--- GIVEN PROBLEM ---
According to the Downtown Market article, on what date is the market's indoor portion projected to open?

Expect more announcements soon of tenants leasing space in the new Downtown Market because the market’s board and Grand Rapids Downtown Development Authority made two amendments to their ground lease last week.

One — a non-disturbance clause — will directly affect tenant leases. In layman’s terms, a non-disturbance agreement gives a tenant a sense of security because it ensures that a lessee will keep possession of its property for the duration of a lease even if foreclosure action is taken against its landlord. In short, the clause guarantees that nothing outside of a tenant’s action can interfere with a lease.

At the market, a retail tenant leases a “white-box” space and often needs financing to convert the space into a store, and lenders are more likely to approve a loan for that purpose if a non-disturbance clause is in place.

DDA Chairman Brian Harris said the amendment also gives Mimi Fritz, the market’s president and executive director, an enhanced ability to close on leases.

Up until last week’s modification of the ground lease, five vendors had leased spaces in the market’s indoor hall. Simpatico Coffee and Love’s Ice Cream were the first to do so, while Crescent Floral & Gifts, Dorothy & Tony’s Gourmet Kettle Corn and Old World Olive Press followed a few weeks later. A brew pub was expected to sign a lease in mid-March but didn’t, and those talks are reportedly continuing.

The market, on Ionia Avenue near Wealthy Street SE, has room for 24 vendors in the year-round interior spaces in the hall. The indoor portion of the market is projected to open July 1. The outdoor farmers market is set to begin selling fresh produce May 4.

The second amendment made to the ground lease involves the tax-increment revenue that will come from improvements the market makes to the property, which has gained brownfield status. Last June, the Grand Rapids Brownfield Redevelopment Authority issued tax-increment bonds worth $2.32 million to pay for street improvements around the market’s site. The bonds have a term of 20 years, but the tax-increment payout will run for 30 years and the authority plans to use its share of that revenue to pay bondholders.

The DDA then agreed to give the authority $75,000 annually toward its debt service and the authority would fund the remainder of that yearly tab. But if, in any of those years, the DDA doesn’t get at least $42,000 in tax-increment revenue from the market property, then the Downtown Market board will be asked to reimburse the DDA the difference between what it receives and its $42,000 revenue expectation that it counts on for its $75,000 payment toward the debt service.

The market board will have 30 days to let the DDA know if it will make the reimbursement. If it can’t, or decides not to, then an interest rate of 3.514 percent will be added to the “difference” amount that is owed to the DDA.

“We expect that this will never happen, that there will be sufficient tax-increment revenues,” said DDA counsel Dick Wendt, a partner at Dickinson Wright. Wendt also serves in the same capacity for the city’s brownfield authority. The market’s board previously approved the contract.

The brownfield authority will pay the debt service that exceeds $75,000 each year.

--- DATA LINES ---
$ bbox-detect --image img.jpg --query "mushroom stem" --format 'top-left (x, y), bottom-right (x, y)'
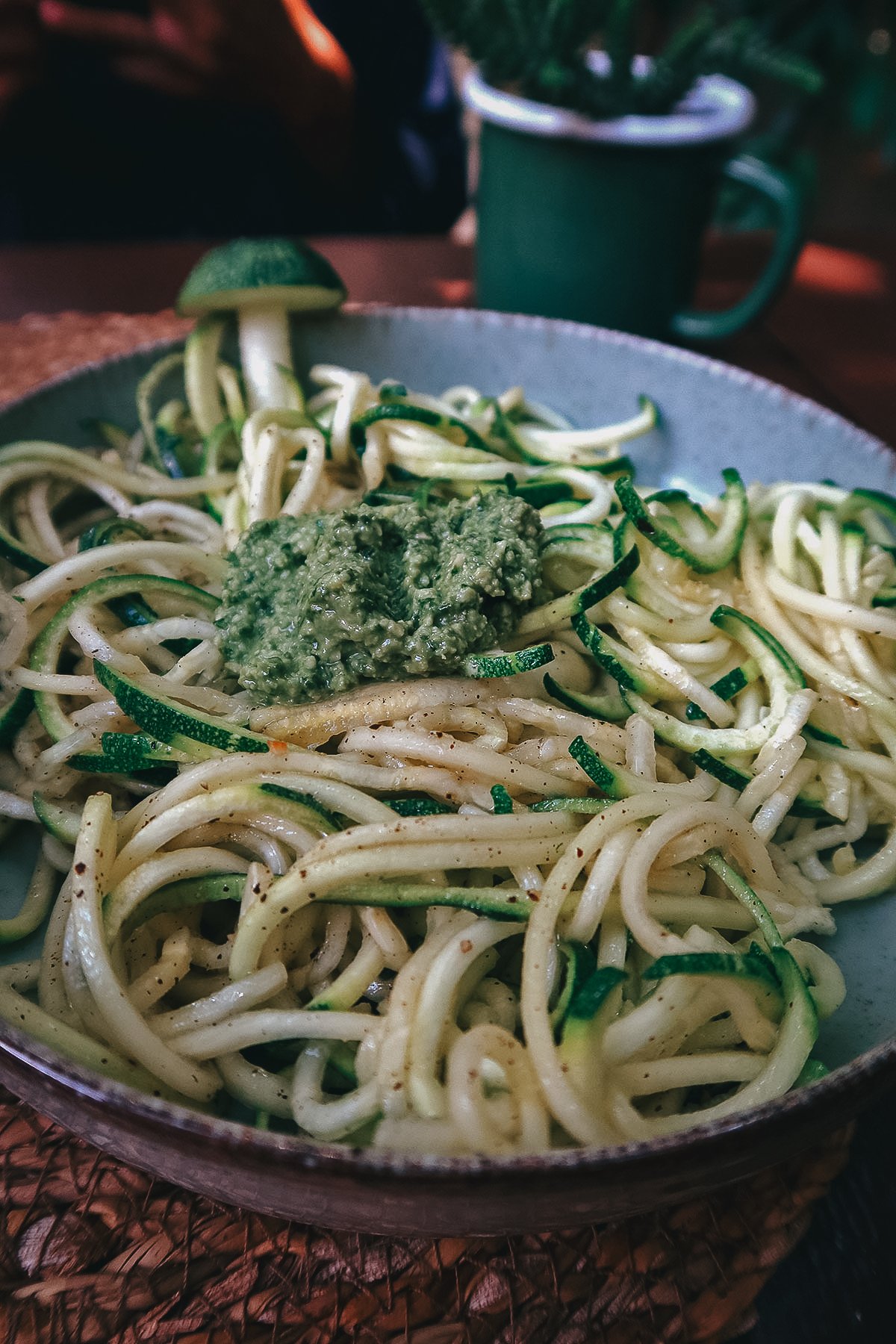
top-left (184, 317), bottom-right (224, 438)
top-left (239, 304), bottom-right (301, 411)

--- PROBLEM SOLUTION ---
July 1